(RECORDS Opens)

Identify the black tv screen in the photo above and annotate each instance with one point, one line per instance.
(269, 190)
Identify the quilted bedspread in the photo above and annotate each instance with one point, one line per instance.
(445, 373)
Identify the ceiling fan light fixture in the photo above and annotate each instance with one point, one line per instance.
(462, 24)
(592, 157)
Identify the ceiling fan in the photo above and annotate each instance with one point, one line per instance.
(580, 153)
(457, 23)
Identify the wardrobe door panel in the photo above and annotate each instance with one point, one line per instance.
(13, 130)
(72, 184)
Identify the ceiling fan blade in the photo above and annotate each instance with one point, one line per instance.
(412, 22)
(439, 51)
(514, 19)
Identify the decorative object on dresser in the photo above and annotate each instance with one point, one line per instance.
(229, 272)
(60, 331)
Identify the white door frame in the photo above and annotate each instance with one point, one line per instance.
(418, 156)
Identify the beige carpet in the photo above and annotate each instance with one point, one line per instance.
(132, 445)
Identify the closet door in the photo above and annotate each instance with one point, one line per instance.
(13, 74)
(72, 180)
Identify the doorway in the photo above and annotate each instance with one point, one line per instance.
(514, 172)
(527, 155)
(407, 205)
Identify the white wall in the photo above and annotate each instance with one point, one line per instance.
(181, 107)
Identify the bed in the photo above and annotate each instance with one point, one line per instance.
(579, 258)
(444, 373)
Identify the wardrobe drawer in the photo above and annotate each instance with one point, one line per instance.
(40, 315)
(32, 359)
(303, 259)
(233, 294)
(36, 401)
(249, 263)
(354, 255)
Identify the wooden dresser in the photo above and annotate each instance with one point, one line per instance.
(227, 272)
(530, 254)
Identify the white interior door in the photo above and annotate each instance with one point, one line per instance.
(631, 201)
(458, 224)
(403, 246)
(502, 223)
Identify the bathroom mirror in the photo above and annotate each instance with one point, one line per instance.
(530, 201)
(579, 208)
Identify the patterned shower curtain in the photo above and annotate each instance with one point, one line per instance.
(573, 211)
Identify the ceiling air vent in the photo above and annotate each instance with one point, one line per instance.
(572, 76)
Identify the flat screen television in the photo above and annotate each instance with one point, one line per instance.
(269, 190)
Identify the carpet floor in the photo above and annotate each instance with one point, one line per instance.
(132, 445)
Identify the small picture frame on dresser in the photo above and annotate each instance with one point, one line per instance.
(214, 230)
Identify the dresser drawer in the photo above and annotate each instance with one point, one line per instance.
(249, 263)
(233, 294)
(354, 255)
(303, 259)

(RECORDS Closes)
(RECORDS Opens)

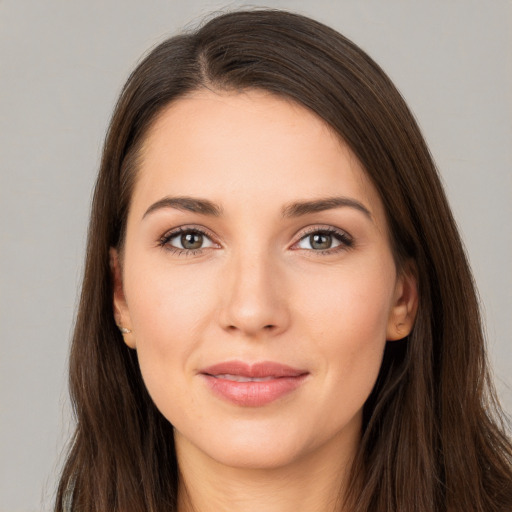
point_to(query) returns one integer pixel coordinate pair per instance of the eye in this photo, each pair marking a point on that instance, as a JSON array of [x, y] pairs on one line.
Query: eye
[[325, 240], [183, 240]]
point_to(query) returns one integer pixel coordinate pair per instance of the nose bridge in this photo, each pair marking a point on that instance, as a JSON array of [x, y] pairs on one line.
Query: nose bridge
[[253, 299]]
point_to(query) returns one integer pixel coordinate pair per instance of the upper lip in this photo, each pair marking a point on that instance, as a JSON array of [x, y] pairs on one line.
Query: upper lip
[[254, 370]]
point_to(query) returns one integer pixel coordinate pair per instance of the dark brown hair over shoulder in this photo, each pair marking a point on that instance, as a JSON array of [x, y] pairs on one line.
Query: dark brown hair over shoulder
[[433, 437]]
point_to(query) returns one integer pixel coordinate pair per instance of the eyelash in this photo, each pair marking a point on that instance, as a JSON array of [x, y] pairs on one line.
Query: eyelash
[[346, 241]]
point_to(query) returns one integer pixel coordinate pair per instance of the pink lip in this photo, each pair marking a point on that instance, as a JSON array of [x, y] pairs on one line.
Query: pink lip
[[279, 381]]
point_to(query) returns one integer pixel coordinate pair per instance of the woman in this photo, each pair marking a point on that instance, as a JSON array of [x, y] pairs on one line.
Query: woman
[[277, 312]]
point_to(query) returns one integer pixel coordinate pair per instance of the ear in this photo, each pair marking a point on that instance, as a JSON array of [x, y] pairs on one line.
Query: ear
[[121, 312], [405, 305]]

(RECORDS Closes)

TASK DETAILS —
Report the number of lines above containing the string "returns" as your sole answer.

REPLY —
8